→ **TEXT SEGMENT**:
-- -- --
What is a student loan rate?
Student loan rates are the rates of interest applied to student loans.
Interest is an amount of money that you pay to a student loan provider in exchange for getting to borrow their money to pay for your higher education.
Interest is calculated as a percentage of the amount of money that you borrow. This amount is called your “principal balance”.
The amount of interest that you need to pay on your student loan and when that sum needs to be repaid will depend on the type of student loan you’ve taken out and the loan’s terms.
Most student loans are daily interest loans. If you take out a daily interest student loan, your lender or loan servicer will calculate interest daily. That interest will then accumulate and be added to the outstanding amount you must repay.
What’s the difference between subsidized loan rates and unsubsidized loan rates?
There are two main types of federal student loans: subsidized student loans and unsubsidized student loans. Whether a loan is subsidized or unsubsidized will determine when a borrower is going to be expected to start repaying interest on their principal loan balance.
When a loan is subsidized, it means that the U.S. Government will pay any accumulated interest on your behalf while you’re still completing your education. That means you won’t be expected to repay a cent of interest on your student loan until after you graduate.
When a loan is unsubsidized, you as the borrower may have to start repaying interest on your principal amount immediately. That being said, if your unsubsidized loan qualifies for an in-school deferment you won’t need to repay interest immediately (although the interest will continue to accrue over the course of the deferment period).
-- -- --
→ **GIVEN MATERIAL**:

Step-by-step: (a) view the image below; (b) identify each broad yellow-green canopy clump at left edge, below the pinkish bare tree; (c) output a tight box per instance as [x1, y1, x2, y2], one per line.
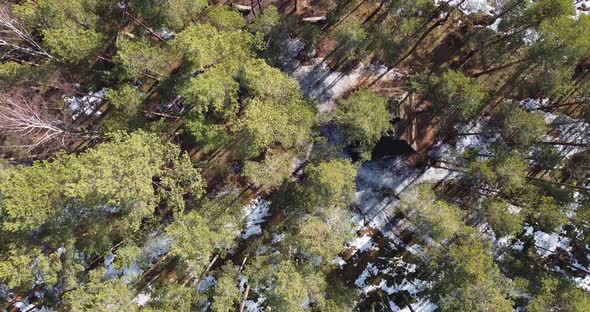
[0, 132, 203, 254]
-- -- --
→ **EXERCISE INSTRUCTIONS**:
1) Do these statements agree with the text on student loan rates? Answer yes or no for each, and quote the words of the text that decide it.
(a) Interest is figured as a percentage of the amount borrowed.
(b) On a subsidized loan, the borrower pays the interest while still in school.
(c) Interest on an unsubsidized loan stops building up during an in-school deferment.
2) Please list every type of student loan that the text on student loan rates names.
3) Extend the text on student loan rates, picking up after its final sentence.

→ **RESULTS OF THE EXERCISE**:
1)
(a) Yes: "Interest is calculated as a percentage of the amount of money that you borrow."
(b) No: "the U.S. Government will pay any accumulated interest on your behalf while you’re still completing your education."
(c) No: "although the interest will continue to accrue over the course of the deferment period"

2) Daily interest loans, federal student loans, subsidized student loans, unsubsidized student loans

3)
How do student loan interest rates affect my repayments?
Student loan rates are important because they have an impact on the total amount of money a borrower must repay over the course of their loan term.
For example, let’s say you were to take out a $50,000 student loan with an annual interest rate of 5%. That would mean in addition to the $50,000 you’ve got to borrow for your education, you’ll need to repay an extra $2,500 worth of interest at the end of each year. If interest is compounding (where interest is charged on interest) it would be even more than $2,500.
By contrast, if your lender implemented a 10% annual loan rate on that same borrowing amount, you’d be required to pay at least $5,000 in interest each year (more if compounding).
That’s why interest rates matter, and it’s important to bear that in mind when choosing a student loan with various repayment options.
How are current student loan rates calculated?
Interest rates are generally calculated using a daily interest formula. That formula is:
- Number of Days Since Last Payment x (Outstanding Principal Balance × Interest Rate Factor) = Interest amount
When daily interest accrues, it’s typically added to the borrower’s monthly balance.
While this loan rate formula applies to many loan types, it’s important to note that the interest rates on federal student loans are set through federal law instead of regulators or private companies.
These government-set interest rates are known as “federal student loan rates”.
Do student loans build interest?
Most federal student loans and private student loans accrue interest daily. That means your lender will use a daily interest formula to figure out the total amount of interest accrued on a given day, and that amount is then added to your monthly balance.
At the end of each month, you’ve got to repay the accrued interest that your student loan built throughout the repayment period.
The exception is subsidized federal loans. In this case, the federal government typically pays the loan interest while you are in school and during a six-month grace period after you graduate. So, with a subsidized loan, the interest doesn’t build on your loan until after the grace-period.
What’s the difference between a fixed student loan rate and a variable rate?
There are two types of interest rates that are commonly associated with student loans: fixed rates and variable rates.
When a student loan rate is fixed, that means the interest rate for that loan will stay in place for the lifetime of the loan. If you borrow money at an annual loan rate of 5.5% for a duration of 10 years, you’ll continue to pay the same loan rate even if your lender increases its interest rates for new loans.
Federal student loans in the United States are generally all fixed-rate loans.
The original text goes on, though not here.